_Exercise text_
'''

Maillard reaction

Chemical reaction between amino acids and reducing sugars under heat (>150°C). Responsible for caramel, hazelnut and chocolate aromas developing during roasting. Distinct from pure caramelisation.

Background & Context

The Maillard reaction is a non-enzymatic browning reaction between amino acids and reducing sugars — the most important chemical process in coffee roasting and one of the fundamental flavour-generating reactions across all cooked foods. Named after French chemist Louis-Camille Maillard, who described it in 1912, the reaction begins at approximately 150°C in coffee roasting (after drying and before caramelisation) and continues throughout the roast. In coffee, the Maillard reaction generates hundreds of aromatic molecules including furans (caramel, sweet), pyrazines (nutty, roasted), pyrroles (earthy, coffee-like), and melanoidins — large brown polymer molecules that contribute to coffee's colour, body, sweetness, and antioxidant capacity. Melanoidins, produced by Maillard reactions and caramelisation together, constitute 20–25% of roasted coffee's dry weight and are the primary source of coffee's characteristic dark brown colour.

'''

_Supplied information_
'''

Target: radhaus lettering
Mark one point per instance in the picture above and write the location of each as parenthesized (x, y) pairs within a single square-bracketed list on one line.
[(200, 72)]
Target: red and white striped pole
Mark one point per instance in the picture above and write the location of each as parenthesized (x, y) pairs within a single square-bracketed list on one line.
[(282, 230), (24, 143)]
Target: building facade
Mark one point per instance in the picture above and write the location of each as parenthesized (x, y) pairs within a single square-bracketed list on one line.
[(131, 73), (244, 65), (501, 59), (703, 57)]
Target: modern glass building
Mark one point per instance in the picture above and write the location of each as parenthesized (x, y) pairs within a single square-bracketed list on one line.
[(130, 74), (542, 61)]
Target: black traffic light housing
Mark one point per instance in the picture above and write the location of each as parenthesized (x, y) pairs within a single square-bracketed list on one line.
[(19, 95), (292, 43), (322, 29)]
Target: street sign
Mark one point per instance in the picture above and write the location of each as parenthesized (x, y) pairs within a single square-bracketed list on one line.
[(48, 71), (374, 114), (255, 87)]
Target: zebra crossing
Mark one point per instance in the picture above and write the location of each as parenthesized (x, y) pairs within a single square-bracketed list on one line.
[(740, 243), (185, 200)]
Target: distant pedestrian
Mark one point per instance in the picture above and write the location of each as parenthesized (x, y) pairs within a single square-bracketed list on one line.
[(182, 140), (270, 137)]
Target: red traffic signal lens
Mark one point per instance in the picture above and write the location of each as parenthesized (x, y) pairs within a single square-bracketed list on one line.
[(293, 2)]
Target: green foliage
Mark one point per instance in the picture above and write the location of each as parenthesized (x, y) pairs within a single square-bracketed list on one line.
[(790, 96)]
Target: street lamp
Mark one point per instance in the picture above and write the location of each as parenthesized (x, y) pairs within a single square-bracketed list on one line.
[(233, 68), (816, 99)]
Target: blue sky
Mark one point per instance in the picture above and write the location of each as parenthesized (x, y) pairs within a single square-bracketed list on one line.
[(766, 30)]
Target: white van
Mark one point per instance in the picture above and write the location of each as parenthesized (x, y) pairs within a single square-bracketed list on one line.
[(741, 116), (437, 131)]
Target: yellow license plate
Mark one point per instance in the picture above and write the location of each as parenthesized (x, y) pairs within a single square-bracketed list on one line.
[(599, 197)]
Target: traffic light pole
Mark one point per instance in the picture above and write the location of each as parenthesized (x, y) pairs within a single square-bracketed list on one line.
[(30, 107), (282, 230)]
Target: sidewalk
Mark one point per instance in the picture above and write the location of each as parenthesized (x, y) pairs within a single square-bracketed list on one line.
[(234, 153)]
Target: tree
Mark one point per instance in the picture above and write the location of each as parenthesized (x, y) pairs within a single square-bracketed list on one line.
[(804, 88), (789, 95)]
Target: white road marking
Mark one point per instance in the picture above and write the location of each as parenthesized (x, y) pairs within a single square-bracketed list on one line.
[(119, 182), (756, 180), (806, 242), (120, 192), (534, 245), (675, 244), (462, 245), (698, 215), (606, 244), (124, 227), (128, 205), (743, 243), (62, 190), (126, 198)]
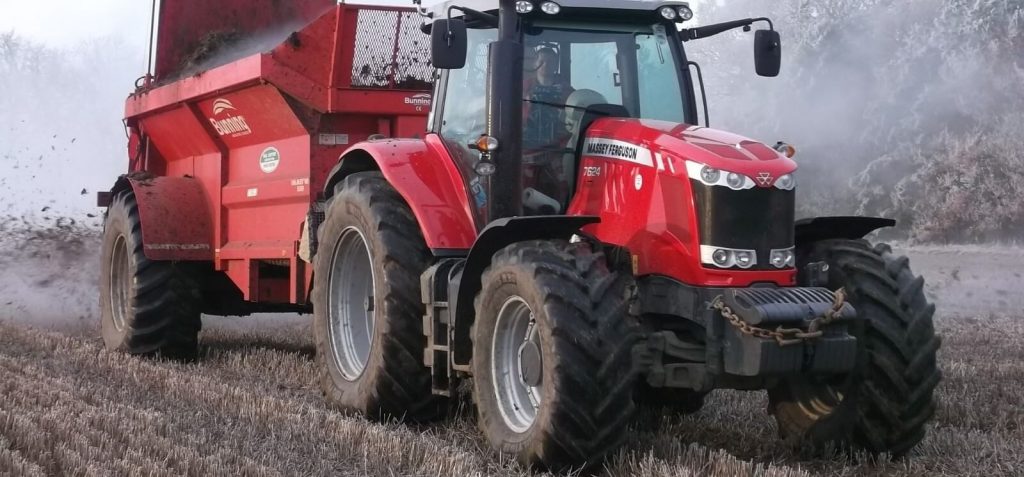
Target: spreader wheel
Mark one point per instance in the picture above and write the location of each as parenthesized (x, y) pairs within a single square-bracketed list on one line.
[(884, 404), (368, 312), (146, 307), (552, 353)]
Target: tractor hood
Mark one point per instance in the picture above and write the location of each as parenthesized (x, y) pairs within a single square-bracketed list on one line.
[(677, 142)]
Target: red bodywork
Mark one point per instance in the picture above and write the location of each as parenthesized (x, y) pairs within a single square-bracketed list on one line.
[(241, 150), (649, 208), (227, 162)]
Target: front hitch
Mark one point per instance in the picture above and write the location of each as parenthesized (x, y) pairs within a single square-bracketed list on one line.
[(767, 331)]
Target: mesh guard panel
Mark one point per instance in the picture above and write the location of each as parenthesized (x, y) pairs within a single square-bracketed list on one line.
[(391, 52)]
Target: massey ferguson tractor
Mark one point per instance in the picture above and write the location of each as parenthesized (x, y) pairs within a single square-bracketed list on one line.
[(513, 198)]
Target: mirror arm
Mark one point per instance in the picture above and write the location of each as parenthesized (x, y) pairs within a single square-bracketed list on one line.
[(712, 30), (422, 10), (471, 14)]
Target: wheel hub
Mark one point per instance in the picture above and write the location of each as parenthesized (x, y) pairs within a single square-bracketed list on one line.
[(530, 371), (351, 304)]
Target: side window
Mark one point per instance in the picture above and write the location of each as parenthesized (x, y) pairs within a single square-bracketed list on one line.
[(465, 100), (464, 116), (594, 67), (657, 78)]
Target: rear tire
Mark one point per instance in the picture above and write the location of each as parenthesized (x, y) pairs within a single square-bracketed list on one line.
[(670, 399), (569, 404), (146, 307), (367, 306), (884, 404)]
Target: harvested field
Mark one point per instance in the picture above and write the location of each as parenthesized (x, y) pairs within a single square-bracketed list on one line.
[(251, 405)]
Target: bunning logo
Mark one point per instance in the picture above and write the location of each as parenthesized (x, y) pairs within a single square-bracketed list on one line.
[(227, 123), (422, 99)]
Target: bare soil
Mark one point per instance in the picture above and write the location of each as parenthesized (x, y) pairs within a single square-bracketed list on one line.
[(251, 404)]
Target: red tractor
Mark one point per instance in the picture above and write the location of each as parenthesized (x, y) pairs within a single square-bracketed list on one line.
[(541, 217)]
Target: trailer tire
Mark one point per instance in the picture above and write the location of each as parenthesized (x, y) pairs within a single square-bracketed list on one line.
[(573, 361), (383, 376), (884, 404), (146, 307)]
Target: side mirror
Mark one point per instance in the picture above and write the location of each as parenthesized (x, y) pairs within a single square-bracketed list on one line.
[(449, 44), (767, 52)]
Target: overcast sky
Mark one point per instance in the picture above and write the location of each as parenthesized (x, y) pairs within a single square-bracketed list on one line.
[(64, 23)]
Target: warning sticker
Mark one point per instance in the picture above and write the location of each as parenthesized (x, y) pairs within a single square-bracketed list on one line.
[(617, 149), (269, 160)]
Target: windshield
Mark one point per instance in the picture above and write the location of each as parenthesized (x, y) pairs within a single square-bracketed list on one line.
[(581, 64), (567, 67)]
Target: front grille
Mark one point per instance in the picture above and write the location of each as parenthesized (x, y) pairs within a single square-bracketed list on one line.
[(760, 218)]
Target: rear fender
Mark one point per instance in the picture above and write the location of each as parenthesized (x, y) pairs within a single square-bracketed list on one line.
[(851, 227), (173, 213), (497, 235), (426, 177)]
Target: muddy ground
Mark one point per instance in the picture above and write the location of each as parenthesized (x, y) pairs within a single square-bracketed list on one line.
[(251, 406)]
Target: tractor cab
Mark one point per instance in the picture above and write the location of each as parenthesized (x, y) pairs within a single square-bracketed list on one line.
[(521, 82)]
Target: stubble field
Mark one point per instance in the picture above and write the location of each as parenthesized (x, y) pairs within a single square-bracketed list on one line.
[(251, 404)]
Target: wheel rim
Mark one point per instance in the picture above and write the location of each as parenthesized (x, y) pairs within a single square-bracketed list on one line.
[(351, 307), (515, 330), (120, 284)]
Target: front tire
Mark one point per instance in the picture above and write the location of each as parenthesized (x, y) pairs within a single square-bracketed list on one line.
[(884, 404), (368, 313), (552, 346), (146, 307)]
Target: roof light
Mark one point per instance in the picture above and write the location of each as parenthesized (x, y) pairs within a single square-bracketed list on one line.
[(522, 6), (551, 8), (685, 13), (485, 168)]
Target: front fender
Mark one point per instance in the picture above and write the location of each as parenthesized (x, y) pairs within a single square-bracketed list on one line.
[(174, 216), (426, 177), (497, 235)]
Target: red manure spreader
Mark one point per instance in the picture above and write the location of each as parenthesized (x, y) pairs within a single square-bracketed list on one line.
[(521, 197)]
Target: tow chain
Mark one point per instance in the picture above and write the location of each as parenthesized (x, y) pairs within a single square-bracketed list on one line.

'''

_Activities_
A – In the Maillard reaction text, rewrite the part between "Chemical reaction between" and "from pure caramelisation.", inclusive, with "hazelnut" swapped for "almond".
B – Write the next part of the Maillard reaction text, following on from its final sentence.

_Task responses_
A –
Chemical reaction between amino acids and reducing sugars under heat (>150°C). Responsible for caramel, almond and chocolate aromas developing during roasting. Distinct from pure caramelisation.

B –
Practical Use

The Maillard reaction explains several counterintuitive coffee roasting phenomena. Roast colour depends on Maillard product (melanoidin) accumulation, not primarily on bean surface temperature — which is why two roasts with different temperature profiles can produce identical colour at drop if their Maillard development is equivalent. The rate of rise (RoR) during the Maillard phase (approximately 150–196°C) determines how fully the reaction proceeds: a crashing RoR during this phase "bakes" the coffee, leaving Maillard reactions incomplete and producing flat, bready, cereal-like flavours. Extending roast time at low temperature ("slow roasting") maximises Maillard reaction completeness at the cost of some volatile aroma loss. For home brewers, understanding the Maillard reaction contextualises why fresh coffee smells so differently from green coffee — all that aromatic complexity was built during this process.

Related Terms

Related terms: Roasting, First crack, Development phase, Rate of rise, Body (melanoidins).